▸ **Records from a data collection**:
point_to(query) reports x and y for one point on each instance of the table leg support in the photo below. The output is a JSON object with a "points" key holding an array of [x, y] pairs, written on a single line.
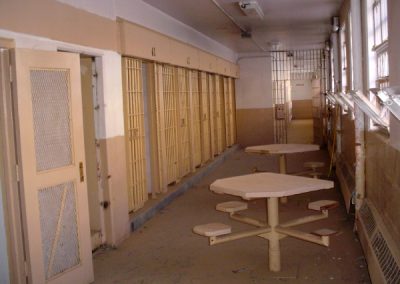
{"points": [[282, 170], [273, 221]]}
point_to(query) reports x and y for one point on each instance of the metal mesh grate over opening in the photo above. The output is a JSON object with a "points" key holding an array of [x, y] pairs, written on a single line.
{"points": [[368, 219], [51, 118], [390, 268], [288, 67], [59, 230]]}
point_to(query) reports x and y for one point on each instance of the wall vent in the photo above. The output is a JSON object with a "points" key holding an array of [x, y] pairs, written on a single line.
{"points": [[389, 267], [380, 244]]}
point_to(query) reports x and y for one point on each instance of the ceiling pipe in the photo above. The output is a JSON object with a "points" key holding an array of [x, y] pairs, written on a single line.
{"points": [[244, 31]]}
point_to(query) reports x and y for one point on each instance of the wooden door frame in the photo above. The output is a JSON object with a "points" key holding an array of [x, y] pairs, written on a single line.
{"points": [[12, 208]]}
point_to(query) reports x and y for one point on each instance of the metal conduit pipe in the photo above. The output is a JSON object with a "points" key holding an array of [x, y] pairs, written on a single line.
{"points": [[359, 121]]}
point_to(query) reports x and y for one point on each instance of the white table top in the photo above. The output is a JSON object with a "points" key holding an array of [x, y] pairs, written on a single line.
{"points": [[263, 185], [282, 148]]}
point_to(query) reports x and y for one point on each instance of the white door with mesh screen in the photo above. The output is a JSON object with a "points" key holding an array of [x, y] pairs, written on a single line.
{"points": [[51, 158]]}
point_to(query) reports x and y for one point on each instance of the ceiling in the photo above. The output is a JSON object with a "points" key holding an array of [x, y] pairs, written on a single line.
{"points": [[287, 24]]}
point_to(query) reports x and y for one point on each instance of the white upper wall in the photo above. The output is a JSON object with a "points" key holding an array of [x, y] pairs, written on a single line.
{"points": [[394, 63], [141, 13], [254, 88]]}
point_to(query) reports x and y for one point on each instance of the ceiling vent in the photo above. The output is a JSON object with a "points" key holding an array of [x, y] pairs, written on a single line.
{"points": [[251, 8]]}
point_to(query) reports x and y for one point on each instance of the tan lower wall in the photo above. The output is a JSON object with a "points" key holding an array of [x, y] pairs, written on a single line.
{"points": [[383, 180], [254, 126], [348, 142], [302, 109], [114, 182]]}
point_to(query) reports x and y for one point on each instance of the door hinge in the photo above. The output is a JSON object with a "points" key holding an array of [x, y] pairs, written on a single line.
{"points": [[26, 268], [17, 172]]}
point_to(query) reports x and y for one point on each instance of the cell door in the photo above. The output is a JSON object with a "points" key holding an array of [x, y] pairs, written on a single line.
{"points": [[182, 90], [51, 157], [195, 117], [135, 133], [227, 112], [213, 127], [205, 118]]}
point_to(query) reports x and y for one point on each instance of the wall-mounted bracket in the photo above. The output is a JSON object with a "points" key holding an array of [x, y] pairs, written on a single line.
{"points": [[368, 108]]}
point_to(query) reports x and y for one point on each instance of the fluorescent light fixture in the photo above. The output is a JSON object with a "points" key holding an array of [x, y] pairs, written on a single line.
{"points": [[331, 98], [390, 97], [251, 8]]}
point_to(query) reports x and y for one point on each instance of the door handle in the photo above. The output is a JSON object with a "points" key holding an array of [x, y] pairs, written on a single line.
{"points": [[81, 174]]}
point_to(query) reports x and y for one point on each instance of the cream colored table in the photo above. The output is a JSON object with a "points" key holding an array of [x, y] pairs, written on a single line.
{"points": [[271, 186], [282, 150]]}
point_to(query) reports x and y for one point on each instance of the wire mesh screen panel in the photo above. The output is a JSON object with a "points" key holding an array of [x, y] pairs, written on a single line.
{"points": [[51, 118], [196, 119], [213, 116], [227, 111], [183, 121], [170, 106], [135, 134], [59, 230], [205, 118], [286, 67]]}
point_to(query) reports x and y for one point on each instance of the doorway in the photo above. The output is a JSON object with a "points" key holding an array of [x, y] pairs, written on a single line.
{"points": [[92, 151], [298, 79]]}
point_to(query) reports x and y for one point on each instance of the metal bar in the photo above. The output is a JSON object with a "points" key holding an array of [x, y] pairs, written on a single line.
{"points": [[237, 236], [304, 220], [273, 221], [247, 220]]}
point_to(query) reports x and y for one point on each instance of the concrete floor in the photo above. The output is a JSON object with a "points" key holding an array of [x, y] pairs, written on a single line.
{"points": [[165, 250]]}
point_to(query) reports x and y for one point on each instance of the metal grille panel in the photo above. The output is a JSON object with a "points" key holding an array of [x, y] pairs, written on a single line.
{"points": [[213, 115], [205, 119], [134, 123], [293, 65], [170, 126], [219, 123], [183, 137], [227, 111], [59, 230], [51, 118], [390, 268], [368, 219], [196, 125]]}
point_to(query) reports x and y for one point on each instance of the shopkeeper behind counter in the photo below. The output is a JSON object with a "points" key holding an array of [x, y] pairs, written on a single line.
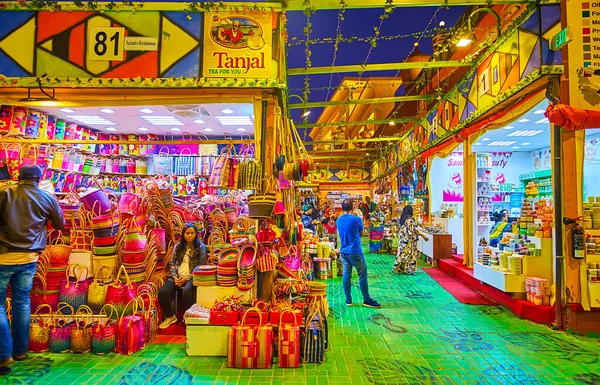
{"points": [[499, 228]]}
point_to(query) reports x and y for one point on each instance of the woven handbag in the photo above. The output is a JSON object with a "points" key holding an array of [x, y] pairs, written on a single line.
{"points": [[104, 334], [81, 235], [39, 330], [81, 333], [99, 287], [60, 330], [75, 289]]}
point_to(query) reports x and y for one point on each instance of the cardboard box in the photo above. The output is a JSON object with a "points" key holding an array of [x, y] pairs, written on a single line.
{"points": [[206, 340]]}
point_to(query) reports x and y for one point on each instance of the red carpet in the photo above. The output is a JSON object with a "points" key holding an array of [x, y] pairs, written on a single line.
{"points": [[459, 290]]}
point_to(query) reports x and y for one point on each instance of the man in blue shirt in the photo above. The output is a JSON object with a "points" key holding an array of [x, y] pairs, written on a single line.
{"points": [[349, 228]]}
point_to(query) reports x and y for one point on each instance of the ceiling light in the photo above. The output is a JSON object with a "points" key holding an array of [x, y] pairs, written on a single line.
{"points": [[91, 120], [235, 120], [525, 133], [502, 143], [162, 120]]}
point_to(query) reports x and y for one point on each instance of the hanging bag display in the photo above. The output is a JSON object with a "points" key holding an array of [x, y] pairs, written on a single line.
{"points": [[60, 330], [74, 290], [81, 333], [130, 330], [99, 287], [39, 329], [120, 294], [250, 346], [288, 347], [104, 333]]}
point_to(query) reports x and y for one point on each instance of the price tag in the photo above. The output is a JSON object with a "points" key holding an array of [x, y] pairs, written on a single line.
{"points": [[106, 43]]}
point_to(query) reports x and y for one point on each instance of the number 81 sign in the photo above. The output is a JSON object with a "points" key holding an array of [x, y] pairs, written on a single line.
{"points": [[105, 43]]}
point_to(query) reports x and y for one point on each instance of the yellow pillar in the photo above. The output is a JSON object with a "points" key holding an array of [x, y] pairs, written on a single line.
{"points": [[469, 207]]}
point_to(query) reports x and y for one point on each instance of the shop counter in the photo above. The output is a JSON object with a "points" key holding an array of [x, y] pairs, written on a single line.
{"points": [[207, 295], [540, 267], [439, 246], [454, 227]]}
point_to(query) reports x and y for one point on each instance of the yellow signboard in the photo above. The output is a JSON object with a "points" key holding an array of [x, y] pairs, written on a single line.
{"points": [[105, 43], [237, 46]]}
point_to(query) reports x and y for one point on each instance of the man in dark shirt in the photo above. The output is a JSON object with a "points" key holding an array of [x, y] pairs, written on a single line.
{"points": [[349, 228], [25, 211]]}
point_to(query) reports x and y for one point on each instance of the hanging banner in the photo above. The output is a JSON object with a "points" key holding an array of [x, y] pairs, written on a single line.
{"points": [[238, 46]]}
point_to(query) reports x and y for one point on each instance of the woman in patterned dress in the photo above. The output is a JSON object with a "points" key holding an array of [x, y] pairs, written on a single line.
{"points": [[408, 235]]}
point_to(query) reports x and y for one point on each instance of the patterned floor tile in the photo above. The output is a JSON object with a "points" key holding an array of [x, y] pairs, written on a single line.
{"points": [[422, 335]]}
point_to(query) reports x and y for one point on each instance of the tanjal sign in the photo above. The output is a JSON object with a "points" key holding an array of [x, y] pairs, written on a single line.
{"points": [[237, 46]]}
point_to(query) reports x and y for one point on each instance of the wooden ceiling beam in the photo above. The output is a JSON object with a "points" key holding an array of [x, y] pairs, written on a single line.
{"points": [[298, 5], [359, 68]]}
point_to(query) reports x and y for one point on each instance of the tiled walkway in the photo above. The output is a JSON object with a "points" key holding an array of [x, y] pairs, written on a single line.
{"points": [[422, 336]]}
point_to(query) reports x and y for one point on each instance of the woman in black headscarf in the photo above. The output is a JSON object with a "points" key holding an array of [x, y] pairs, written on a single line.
{"points": [[408, 235]]}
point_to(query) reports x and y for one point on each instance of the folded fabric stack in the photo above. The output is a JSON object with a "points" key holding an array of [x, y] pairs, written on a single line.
{"points": [[227, 267], [205, 275], [246, 267]]}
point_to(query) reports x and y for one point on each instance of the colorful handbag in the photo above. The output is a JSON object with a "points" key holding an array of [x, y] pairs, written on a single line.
{"points": [[250, 346], [39, 330], [75, 289], [104, 334], [60, 330], [130, 330], [288, 350], [81, 235], [99, 287], [81, 333], [119, 294]]}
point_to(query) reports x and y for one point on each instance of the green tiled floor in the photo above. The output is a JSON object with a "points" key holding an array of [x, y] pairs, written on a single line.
{"points": [[421, 336]]}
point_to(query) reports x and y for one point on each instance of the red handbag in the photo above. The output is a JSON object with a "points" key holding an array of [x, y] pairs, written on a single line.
{"points": [[119, 294], [250, 346], [288, 352], [130, 330]]}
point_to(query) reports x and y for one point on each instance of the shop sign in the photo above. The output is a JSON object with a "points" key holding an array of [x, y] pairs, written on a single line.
{"points": [[560, 39], [237, 46], [105, 43], [584, 52]]}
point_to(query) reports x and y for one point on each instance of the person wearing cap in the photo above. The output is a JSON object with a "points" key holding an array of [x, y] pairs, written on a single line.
{"points": [[25, 210]]}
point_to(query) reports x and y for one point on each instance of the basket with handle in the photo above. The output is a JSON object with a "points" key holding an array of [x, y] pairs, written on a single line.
{"points": [[104, 333], [60, 329], [261, 204], [39, 329], [81, 333]]}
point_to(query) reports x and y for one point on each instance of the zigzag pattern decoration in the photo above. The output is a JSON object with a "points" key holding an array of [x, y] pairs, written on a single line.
{"points": [[56, 43]]}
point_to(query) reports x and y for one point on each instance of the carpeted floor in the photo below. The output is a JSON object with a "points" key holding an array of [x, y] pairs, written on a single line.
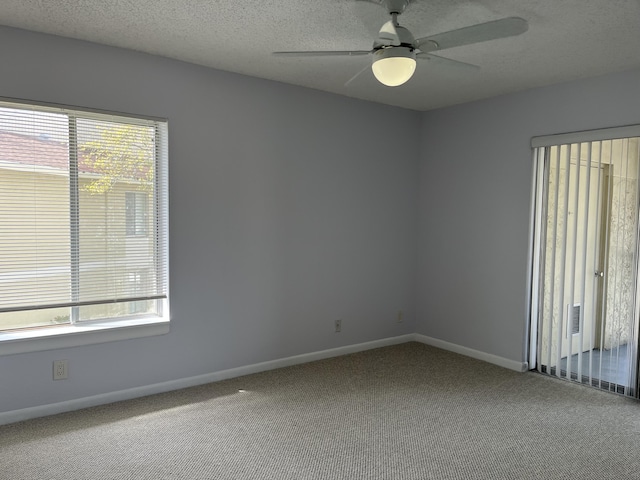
{"points": [[404, 412]]}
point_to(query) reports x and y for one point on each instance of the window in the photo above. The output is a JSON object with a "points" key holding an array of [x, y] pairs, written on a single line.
{"points": [[83, 218]]}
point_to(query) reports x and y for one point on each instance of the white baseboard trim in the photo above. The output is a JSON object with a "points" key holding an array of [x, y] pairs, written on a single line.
{"points": [[128, 394], [470, 352]]}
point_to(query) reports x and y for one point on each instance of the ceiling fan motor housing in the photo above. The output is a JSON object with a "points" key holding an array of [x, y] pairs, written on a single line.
{"points": [[396, 6]]}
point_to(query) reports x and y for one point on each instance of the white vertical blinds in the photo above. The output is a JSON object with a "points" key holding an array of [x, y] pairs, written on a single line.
{"points": [[68, 235], [585, 275]]}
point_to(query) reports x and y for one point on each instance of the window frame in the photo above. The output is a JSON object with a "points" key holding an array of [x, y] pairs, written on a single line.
{"points": [[134, 325]]}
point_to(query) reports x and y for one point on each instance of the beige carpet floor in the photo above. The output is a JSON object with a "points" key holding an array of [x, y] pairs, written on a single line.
{"points": [[404, 412]]}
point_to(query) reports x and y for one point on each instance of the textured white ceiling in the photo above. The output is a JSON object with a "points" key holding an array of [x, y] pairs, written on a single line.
{"points": [[567, 39]]}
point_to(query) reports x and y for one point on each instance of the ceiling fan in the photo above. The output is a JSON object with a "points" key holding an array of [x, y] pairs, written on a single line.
{"points": [[395, 50]]}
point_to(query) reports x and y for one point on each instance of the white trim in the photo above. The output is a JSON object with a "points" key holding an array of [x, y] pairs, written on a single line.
{"points": [[110, 397], [77, 404], [469, 352], [586, 136], [89, 333]]}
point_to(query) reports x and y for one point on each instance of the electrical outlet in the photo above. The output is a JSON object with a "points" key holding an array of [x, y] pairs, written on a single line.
{"points": [[338, 326], [60, 369]]}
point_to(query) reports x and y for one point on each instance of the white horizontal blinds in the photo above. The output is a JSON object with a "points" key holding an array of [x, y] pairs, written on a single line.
{"points": [[88, 222], [34, 208]]}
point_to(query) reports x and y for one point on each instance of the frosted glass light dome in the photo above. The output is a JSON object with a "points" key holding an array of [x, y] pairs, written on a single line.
{"points": [[394, 66]]}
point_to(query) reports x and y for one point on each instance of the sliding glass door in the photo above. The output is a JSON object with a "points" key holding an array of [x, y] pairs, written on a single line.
{"points": [[584, 303]]}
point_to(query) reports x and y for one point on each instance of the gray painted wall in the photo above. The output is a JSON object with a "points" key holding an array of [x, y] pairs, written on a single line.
{"points": [[288, 209], [475, 187]]}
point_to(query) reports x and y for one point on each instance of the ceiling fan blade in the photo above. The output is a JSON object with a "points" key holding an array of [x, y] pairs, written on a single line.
{"points": [[447, 62], [327, 53], [506, 27], [367, 67], [388, 35]]}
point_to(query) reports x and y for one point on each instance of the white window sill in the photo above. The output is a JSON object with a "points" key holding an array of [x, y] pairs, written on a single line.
{"points": [[38, 339]]}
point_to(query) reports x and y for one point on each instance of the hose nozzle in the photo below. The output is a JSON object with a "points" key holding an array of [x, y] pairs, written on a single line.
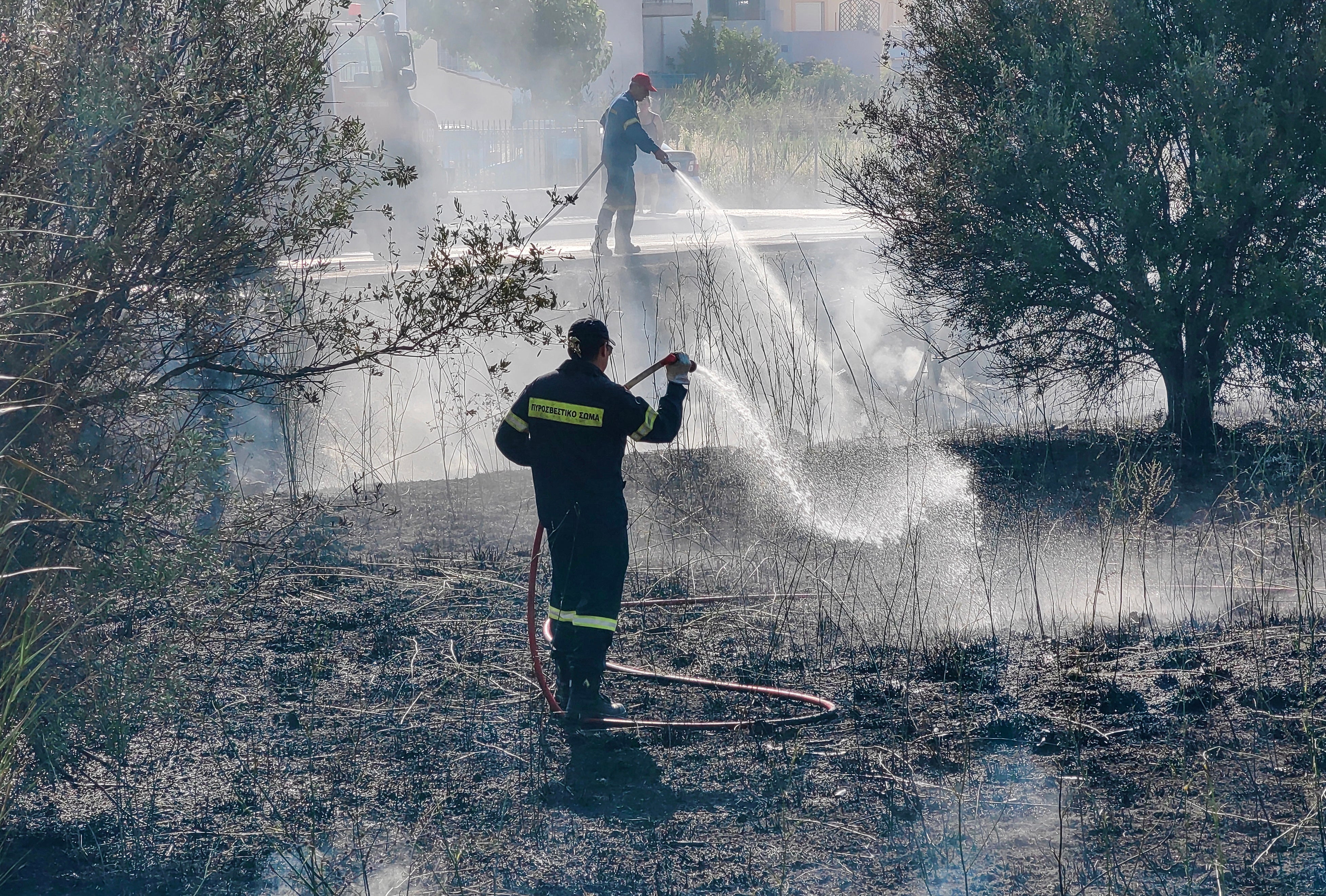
{"points": [[653, 369], [671, 360]]}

▸ **Task**:
Leave every picture out, and repeat exactly the lines from the one containing "the white window" through the last line of the entries, both ends included.

▸ **Task answer**:
point_to(query) reports x and y for one point on each instance of the white window sill in the photo above. The output is a JSON object with a "points" key holding an array of [x, y] pairs, written on a single line.
{"points": [[38, 339]]}
point_to(query) reports x and y for one point on each instance of the hose nozzle in the photo below. The output is a JSON object with a "points" key holding an array of [x, y] pairs, written on a single line.
{"points": [[653, 369], [671, 360]]}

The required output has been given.